Requirements: Would you return every one of the records below unchanged and in the same order?

Stored rows:

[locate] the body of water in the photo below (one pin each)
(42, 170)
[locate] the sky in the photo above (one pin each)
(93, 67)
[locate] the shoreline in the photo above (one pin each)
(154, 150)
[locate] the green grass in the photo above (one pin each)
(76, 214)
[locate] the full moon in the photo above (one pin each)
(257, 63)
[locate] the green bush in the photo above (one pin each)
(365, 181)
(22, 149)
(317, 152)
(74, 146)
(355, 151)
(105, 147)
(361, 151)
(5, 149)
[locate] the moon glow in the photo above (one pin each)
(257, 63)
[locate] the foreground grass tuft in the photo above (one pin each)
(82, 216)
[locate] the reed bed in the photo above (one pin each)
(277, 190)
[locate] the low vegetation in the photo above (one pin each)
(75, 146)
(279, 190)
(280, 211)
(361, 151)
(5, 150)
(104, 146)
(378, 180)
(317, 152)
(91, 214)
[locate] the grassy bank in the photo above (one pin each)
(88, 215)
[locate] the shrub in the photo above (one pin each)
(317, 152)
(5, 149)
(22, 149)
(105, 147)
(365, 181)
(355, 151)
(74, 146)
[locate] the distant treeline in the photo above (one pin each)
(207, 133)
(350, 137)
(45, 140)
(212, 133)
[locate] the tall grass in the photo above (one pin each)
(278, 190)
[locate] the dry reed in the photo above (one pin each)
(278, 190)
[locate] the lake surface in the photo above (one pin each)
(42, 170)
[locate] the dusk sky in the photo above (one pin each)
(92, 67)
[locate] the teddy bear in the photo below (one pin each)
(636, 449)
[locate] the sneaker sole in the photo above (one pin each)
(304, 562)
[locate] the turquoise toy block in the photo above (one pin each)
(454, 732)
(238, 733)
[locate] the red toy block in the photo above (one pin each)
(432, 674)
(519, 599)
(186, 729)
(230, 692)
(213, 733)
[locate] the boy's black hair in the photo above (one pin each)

Solution to this task:
[locate] the body of water in the photo below (one pin each)
(42, 170)
[locate] the sky in the photo above (one pin each)
(93, 67)
[locate] the shoreline in the photo above (one pin each)
(154, 150)
[locate] the green grass in the photo above (one pin each)
(76, 214)
[locate] the full moon in the photo above (one pin each)
(257, 63)
[locate] the green bush in the photo above (one pin each)
(365, 181)
(22, 149)
(317, 152)
(74, 146)
(355, 151)
(105, 147)
(361, 151)
(5, 149)
[locate] the moon glow in the photo above (one pin each)
(257, 63)
[locate] the foreground grass tuft in the photo above (one pin each)
(82, 216)
[locate] the reed bed in the photo above (one pin each)
(277, 190)
[locate] the low vegetation in the photo above (one pin each)
(75, 146)
(279, 190)
(280, 211)
(361, 151)
(5, 150)
(104, 146)
(378, 180)
(317, 152)
(91, 214)
[locate] the grassy bank in the photo above (one pin each)
(88, 215)
[locate] the shrub in the photo above (one pin each)
(317, 152)
(5, 149)
(22, 149)
(105, 147)
(365, 181)
(355, 151)
(74, 146)
[locate] the distant treeline in the photo above (one pin each)
(207, 133)
(350, 137)
(45, 140)
(212, 133)
[locate] the tall grass in the photo above (one pin each)
(278, 190)
[locate] the dry reed in the photo above (one pin each)
(278, 190)
[locate] the lake surface in the photo above (one pin each)
(42, 170)
[locate] the dusk sky in the photo above (one pin each)
(92, 67)
[locate] the teddy bear in the photo below (one pin each)
(636, 449)
[locate] the sneaker sole in the photo above (one pin each)
(304, 562)
[locate] the turquoise toy block in the photo above (one pin each)
(454, 732)
(238, 733)
[locate] the red toy block in the photo above (one pin each)
(432, 674)
(519, 599)
(186, 729)
(230, 692)
(213, 733)
[locate] the boy's black hair in the photo above (one pin each)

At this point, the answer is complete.